**GIVEN DATA**

>>>>>

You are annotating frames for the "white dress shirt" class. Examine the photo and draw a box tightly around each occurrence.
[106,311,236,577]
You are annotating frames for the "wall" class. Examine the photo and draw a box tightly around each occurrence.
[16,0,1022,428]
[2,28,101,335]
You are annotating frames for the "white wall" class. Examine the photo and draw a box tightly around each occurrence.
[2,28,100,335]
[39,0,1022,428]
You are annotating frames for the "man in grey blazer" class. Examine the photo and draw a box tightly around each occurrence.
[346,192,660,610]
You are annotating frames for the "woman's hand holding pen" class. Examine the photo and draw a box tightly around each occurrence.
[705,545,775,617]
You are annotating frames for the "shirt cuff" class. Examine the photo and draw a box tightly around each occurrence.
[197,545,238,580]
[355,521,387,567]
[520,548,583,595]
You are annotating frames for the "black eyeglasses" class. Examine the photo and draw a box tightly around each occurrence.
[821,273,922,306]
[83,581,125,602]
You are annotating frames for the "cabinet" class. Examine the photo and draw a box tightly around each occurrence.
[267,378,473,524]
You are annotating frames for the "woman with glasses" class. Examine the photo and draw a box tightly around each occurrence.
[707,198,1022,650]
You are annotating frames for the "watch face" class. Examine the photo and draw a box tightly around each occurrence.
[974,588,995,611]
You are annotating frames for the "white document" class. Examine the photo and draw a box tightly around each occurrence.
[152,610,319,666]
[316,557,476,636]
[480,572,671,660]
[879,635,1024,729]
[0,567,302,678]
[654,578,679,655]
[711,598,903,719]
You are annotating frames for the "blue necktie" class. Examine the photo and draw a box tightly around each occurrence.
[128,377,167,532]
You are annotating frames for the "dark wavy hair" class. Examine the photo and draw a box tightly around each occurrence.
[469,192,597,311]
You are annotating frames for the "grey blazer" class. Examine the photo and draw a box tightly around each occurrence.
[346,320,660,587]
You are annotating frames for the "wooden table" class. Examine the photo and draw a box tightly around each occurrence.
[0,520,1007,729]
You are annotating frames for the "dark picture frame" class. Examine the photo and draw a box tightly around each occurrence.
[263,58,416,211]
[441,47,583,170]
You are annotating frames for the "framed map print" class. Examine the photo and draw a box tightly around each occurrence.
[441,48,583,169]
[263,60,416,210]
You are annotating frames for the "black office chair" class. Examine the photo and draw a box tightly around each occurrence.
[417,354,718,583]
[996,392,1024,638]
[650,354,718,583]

<<<<<

**TASK DIRECTIONS**
Show every line from the entries above that contains the string "black", copying each line in full. Case counts.

**RESULT OF THIS EXERCISE**
You are annotating frames for the "black eyeglasses" class. Examine the photo and draw a box tightly around each occurrence.
You are annotating frames for the "black office chair" class. Examine the photo and draw a box tightly around each occurrence.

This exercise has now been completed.